● **WHAT TO PRODUCE**: Any images in the records should be skipped; transcribe the rest exactly.

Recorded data
"""
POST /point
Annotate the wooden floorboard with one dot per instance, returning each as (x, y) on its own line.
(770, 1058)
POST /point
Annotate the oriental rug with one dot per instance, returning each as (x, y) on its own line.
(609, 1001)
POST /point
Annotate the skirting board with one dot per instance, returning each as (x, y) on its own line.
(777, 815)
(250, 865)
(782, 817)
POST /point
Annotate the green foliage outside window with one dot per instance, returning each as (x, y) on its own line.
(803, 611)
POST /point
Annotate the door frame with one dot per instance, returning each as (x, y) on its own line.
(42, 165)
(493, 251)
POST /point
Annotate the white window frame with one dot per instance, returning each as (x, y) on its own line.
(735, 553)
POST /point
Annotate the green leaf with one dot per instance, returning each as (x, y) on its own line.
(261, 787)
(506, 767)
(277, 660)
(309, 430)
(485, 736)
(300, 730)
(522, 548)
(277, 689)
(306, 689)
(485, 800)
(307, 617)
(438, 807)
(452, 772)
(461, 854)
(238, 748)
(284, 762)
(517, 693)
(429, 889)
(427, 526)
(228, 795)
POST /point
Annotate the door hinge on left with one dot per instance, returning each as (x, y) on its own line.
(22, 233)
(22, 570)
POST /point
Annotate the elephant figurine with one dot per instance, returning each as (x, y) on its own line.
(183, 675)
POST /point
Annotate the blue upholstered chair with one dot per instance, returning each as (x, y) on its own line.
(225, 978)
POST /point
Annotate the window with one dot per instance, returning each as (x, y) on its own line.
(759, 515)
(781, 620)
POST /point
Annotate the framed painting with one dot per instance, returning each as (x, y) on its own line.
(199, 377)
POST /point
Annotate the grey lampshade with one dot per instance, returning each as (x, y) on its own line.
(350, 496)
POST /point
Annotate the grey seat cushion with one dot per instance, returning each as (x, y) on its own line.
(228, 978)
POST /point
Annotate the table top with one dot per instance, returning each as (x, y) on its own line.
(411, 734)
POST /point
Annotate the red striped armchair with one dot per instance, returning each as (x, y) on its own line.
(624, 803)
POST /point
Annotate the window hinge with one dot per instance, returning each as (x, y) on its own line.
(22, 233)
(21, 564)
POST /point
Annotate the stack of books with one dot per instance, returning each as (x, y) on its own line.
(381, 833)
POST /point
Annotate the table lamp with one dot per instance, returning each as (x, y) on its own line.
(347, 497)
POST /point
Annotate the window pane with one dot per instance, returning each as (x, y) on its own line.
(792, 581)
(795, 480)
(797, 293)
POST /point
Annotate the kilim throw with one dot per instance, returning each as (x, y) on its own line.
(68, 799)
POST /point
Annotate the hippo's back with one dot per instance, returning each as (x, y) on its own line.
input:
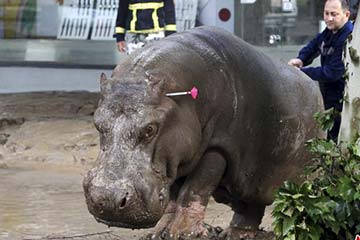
(270, 115)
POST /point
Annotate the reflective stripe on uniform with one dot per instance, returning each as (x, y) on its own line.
(141, 6)
(150, 5)
(152, 30)
(119, 30)
(170, 27)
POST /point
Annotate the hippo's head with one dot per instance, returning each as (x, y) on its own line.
(147, 140)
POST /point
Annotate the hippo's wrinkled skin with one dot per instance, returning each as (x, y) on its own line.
(162, 157)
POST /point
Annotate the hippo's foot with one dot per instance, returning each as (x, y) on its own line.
(185, 223)
(233, 233)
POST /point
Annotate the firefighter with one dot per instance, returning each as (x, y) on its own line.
(141, 21)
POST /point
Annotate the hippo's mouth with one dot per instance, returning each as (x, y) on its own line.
(124, 225)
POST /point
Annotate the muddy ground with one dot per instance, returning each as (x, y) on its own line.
(47, 143)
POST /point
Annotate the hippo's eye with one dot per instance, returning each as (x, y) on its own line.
(148, 132)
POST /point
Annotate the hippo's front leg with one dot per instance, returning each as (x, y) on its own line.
(194, 196)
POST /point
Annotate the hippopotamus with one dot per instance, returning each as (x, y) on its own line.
(162, 157)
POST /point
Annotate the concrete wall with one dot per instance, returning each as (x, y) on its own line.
(30, 79)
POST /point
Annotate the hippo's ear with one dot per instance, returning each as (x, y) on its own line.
(161, 82)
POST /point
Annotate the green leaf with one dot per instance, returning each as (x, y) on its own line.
(288, 225)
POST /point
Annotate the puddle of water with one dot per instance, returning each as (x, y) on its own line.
(35, 204)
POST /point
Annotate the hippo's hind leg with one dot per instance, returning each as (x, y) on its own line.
(246, 220)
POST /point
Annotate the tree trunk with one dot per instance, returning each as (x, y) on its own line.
(350, 123)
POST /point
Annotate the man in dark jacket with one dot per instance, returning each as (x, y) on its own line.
(329, 44)
(143, 21)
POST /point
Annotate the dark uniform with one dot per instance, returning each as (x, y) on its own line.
(145, 17)
(330, 74)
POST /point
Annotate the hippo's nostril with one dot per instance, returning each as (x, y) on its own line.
(122, 203)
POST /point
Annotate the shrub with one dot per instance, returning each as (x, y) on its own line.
(327, 204)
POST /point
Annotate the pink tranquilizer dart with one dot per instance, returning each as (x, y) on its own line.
(193, 92)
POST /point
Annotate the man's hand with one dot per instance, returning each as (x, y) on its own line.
(296, 62)
(121, 46)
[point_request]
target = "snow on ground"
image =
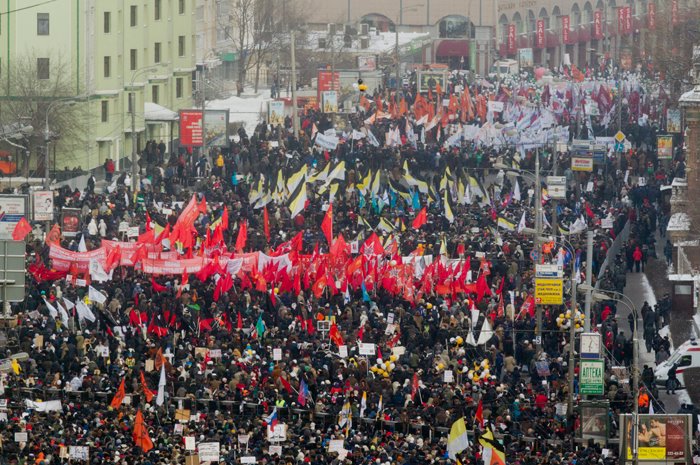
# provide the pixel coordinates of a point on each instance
(648, 291)
(246, 109)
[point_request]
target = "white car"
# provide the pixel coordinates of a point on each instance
(686, 356)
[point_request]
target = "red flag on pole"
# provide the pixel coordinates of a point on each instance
(327, 224)
(21, 229)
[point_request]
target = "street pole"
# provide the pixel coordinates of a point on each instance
(589, 278)
(538, 234)
(295, 116)
(134, 164)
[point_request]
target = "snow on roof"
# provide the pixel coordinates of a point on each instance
(245, 110)
(154, 112)
(679, 222)
(378, 43)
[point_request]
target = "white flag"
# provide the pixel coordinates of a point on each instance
(96, 296)
(84, 312)
(160, 399)
(81, 245)
(521, 224)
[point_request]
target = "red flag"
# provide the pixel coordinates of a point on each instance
(146, 392)
(140, 435)
(22, 228)
(420, 219)
(266, 223)
(54, 236)
(242, 236)
(119, 396)
(157, 287)
(414, 387)
(479, 415)
(327, 224)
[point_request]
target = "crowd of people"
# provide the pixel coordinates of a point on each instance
(348, 304)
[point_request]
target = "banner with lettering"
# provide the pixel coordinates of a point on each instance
(565, 28)
(511, 38)
(539, 37)
(597, 24)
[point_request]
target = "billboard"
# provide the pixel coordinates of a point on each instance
(12, 209)
(664, 147)
(191, 128)
(275, 112)
(428, 80)
(42, 205)
(367, 63)
(663, 438)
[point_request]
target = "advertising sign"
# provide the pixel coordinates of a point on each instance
(329, 100)
(673, 120)
(539, 34)
(511, 38)
(526, 58)
(12, 209)
(664, 147)
(581, 164)
(42, 205)
(367, 63)
(660, 438)
(592, 377)
(594, 422)
(275, 112)
(428, 80)
(216, 126)
(70, 222)
(565, 28)
(651, 16)
(191, 128)
(597, 24)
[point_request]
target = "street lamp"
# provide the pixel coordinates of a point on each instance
(399, 20)
(606, 294)
(135, 183)
(47, 133)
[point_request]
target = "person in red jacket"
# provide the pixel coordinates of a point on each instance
(637, 256)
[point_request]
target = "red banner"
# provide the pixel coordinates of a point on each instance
(539, 37)
(597, 24)
(628, 19)
(674, 12)
(565, 28)
(511, 38)
(191, 128)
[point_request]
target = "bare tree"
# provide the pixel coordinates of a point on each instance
(36, 84)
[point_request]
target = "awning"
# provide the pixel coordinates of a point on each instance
"""
● **RESPONSE**:
POST /point
Annotate the wooden floorboard with one dot per instance, returning each as (x, y) on its own line.
(770, 1058)
POST /point
Annotate the oriental rug with one dot per instance, returning each as (x, y) on its own line.
(609, 1001)
POST /point
Annotate the skirting board with one dot per instance, returning each as (x, y) on its own line.
(777, 815)
(250, 865)
(782, 817)
POST /point
Annotate the green foliage outside window with one dot per instance, returning each as (x, y) on its own line.
(803, 611)
POST /point
Annotate the door frame with one dot per instance, returning each as (x, y) on its own line.
(42, 165)
(493, 251)
POST /point
Annotate the white window frame with one dot per instance, returning each as (x, y) on its own line.
(735, 553)
POST /point
Annotate the green leaf with one dot per instance, returning each as (x, y) on its own line.
(261, 787)
(506, 767)
(277, 660)
(309, 430)
(485, 736)
(300, 730)
(522, 548)
(277, 689)
(306, 689)
(485, 800)
(307, 617)
(438, 807)
(452, 772)
(461, 854)
(238, 748)
(284, 762)
(517, 693)
(429, 889)
(427, 526)
(228, 795)
POST /point
Annotate the door hinge on left with one dot per instance, returning each as (x, y) on its own line.
(22, 233)
(22, 570)
POST /point
Annotate the elephant figurine with one dot per instance, returning each as (x, y) on its own line.
(183, 675)
POST /point
Annotate the blue upholstered chair with one dot per instance, returning each as (x, y) on its own line.
(225, 978)
POST /point
Annotate the window with one dot per instance, returning each as (x, y) on its own line.
(759, 515)
(781, 620)
POST /point
Annotate the framed painting with one dot per instance, returning each as (x, y) on its own line.
(199, 377)
POST /point
Annotate the grey lampshade with one dot per instance, returning each as (x, y) on its own line.
(350, 496)
POST /point
Annotate the grey seat cushion with one dot per instance, returning each as (x, y) on its own line.
(228, 978)
POST /point
Annotate the table top with one dot per instance, returning each as (x, y) on its own line.
(411, 734)
POST /point
Annotate the red striped armchair with one dot per instance, returning each as (x, y) on its own line.
(624, 803)
POST /point
Annotate the window hinge with one dot per instance, returning each as (x, y) on its own line.
(22, 233)
(21, 564)
POST /point
Annotate the stack of books with one dot per instance, returning each as (x, y) on its own line.
(381, 833)
POST /point
Annotate the table lamp with one dot per instance, returning each as (x, y) on its own line.
(347, 497)
POST /point
Annotate the window pane with one dot per instance, returning each as (x, y) on its own line.
(792, 581)
(795, 480)
(797, 293)
POST /point
Annotate the kilim throw with one dot per instance, returning each as (x, y) on its own line.
(68, 799)
POST /point
Annotate the hippo's back with one dot per instance, returning each as (x, y) on its own line.
input:
(270, 115)
POST /point
Annotate the reflective stripe on uniform with one dot per instance, returning each as (x, y) on its own line.
(141, 6)
(150, 5)
(152, 30)
(119, 30)
(170, 27)
POST /point
Annotate the hippo's head with one dot per instance, returning each as (x, y) on its own line.
(147, 140)
POST /point
Annotate the hippo's wrinkled skin with one dot per instance, returning each as (x, y) on its own line.
(162, 157)
POST /point
Annotate the hippo's foot with one dot per instance, returning each as (x, y) on its own line.
(185, 223)
(233, 233)
POST /point
Annotate the firefighter with one dot per instance, returning each as (x, y) on its own line.
(141, 21)
POST /point
Annotate the hippo's mouth with one dot per instance, returning each as (x, y) on its own line.
(124, 225)
POST /point
Annotate the muddy ground with one dot per instance, returning each as (x, y) on its own line.
(47, 143)
POST /point
Annotate the hippo's eye with one dot per instance, returning each as (x, y) on its own line.
(148, 132)
POST /point
Annotate the hippo's front leg with one dot per instance, returning each as (x, y) on its own line.
(194, 196)
POST /point
Annotate the hippopotamus with one dot per instance, returning each as (x, y) on its own line.
(162, 157)
POST /point
Annotate the concrete wall with one dot per instance, returning each as (x, y) on its own line.
(30, 79)
POST /point
Annotate the hippo's ear with one dot per instance, returning each as (x, y) on its own line.
(161, 82)
POST /point
Annotate the green leaf with one dot per instance, returning each as (x, y) on its own line.
(288, 225)
POST /point
Annotate the puddle of water with one dot per instance, returning each as (x, y) on its own line.
(35, 204)
POST /point
Annotate the hippo's hind leg with one dot per instance, returning each as (x, y) on its own line.
(246, 220)
POST /point
Annotate the tree trunk with one dot per instance, returning each as (x, y) on its own line.
(350, 123)
POST /point
Annotate the man in dark jacket with one dot per instance, returning each as (x, y) on its own line.
(329, 44)
(143, 21)
POST /point
Annotate the dark uniform with one dot per instance, returning each as (x, y) on its own line.
(145, 17)
(330, 74)
POST /point
Annotate the hippo's nostril with one dot per instance, returning each as (x, y) on its own line.
(122, 203)
POST /point
Annotate the shrub with one dot per instance, returning each as (x, y) on its own line.
(327, 204)
POST /point
Annotate the pink tranquilizer dart with one dot per instance, returning each as (x, y) on its own line.
(193, 92)
POST /point
Annotate the man's hand with one dot per instance, returning each as (x, y) on its own line.
(296, 62)
(121, 46)
[point_request]
target = "snow on ground"
image =
# provide the pixel coordinates of a point on each instance
(648, 291)
(246, 109)
[point_request]
target = "white car"
# provide the pixel coordinates of a point on each instance
(686, 356)
[point_request]
target = "red flag on pole"
# provide the pixel coordinates of a point on each instance
(327, 224)
(21, 229)
[point_request]
target = "street pole"
# provide the pixel coordinates of a point on each instance
(589, 278)
(538, 234)
(295, 116)
(134, 164)
[point_request]
target = "snow on roof"
# provide the pixel coordinates of a point on each instance
(245, 110)
(154, 112)
(679, 222)
(378, 43)
[point_request]
target = "white flag"
# provide the pixel coordinates of a point on each instance
(96, 296)
(84, 312)
(160, 399)
(81, 245)
(521, 224)
[point_request]
target = "red flag"
# provide the pixel coordinates of a point on each instance
(146, 392)
(140, 435)
(22, 228)
(420, 219)
(266, 223)
(54, 236)
(242, 236)
(119, 396)
(157, 287)
(414, 387)
(479, 415)
(327, 224)
[point_request]
target = "crowd of people"
# provide the pixel coordinates of a point on each instance
(348, 304)
[point_request]
target = "banner with lettering"
# provide the pixel coordinates of a point on each instance
(565, 28)
(511, 38)
(539, 37)
(597, 24)
[point_request]
target = "billboard"
# provide the pixel coordinates of a point on each instance
(12, 209)
(664, 147)
(191, 128)
(275, 112)
(428, 80)
(42, 205)
(367, 63)
(663, 438)
[point_request]
target = "advertising sign"
# provide the pixel coordinates of a point on each instance
(329, 100)
(673, 120)
(539, 34)
(511, 38)
(526, 58)
(12, 209)
(664, 147)
(581, 164)
(42, 205)
(367, 63)
(660, 438)
(592, 377)
(594, 422)
(275, 112)
(428, 80)
(216, 126)
(70, 222)
(565, 28)
(651, 16)
(191, 128)
(597, 24)
[point_request]
target = "street lamp"
# provide the pixel coordinates of a point on each instance
(399, 20)
(606, 294)
(135, 183)
(47, 133)
[point_request]
target = "person in red jacket"
# provide the pixel coordinates of a point on each instance
(637, 256)
[point_request]
target = "red banner"
# provide the pixel coordinates of a point on each instance
(539, 37)
(597, 24)
(628, 19)
(674, 12)
(565, 28)
(511, 38)
(191, 128)
[point_request]
target = "bare tree"
# provide the pixel coordinates of a point on each instance
(36, 84)
[point_request]
target = "awning"
# provide the pixel coordinates of a point on each instance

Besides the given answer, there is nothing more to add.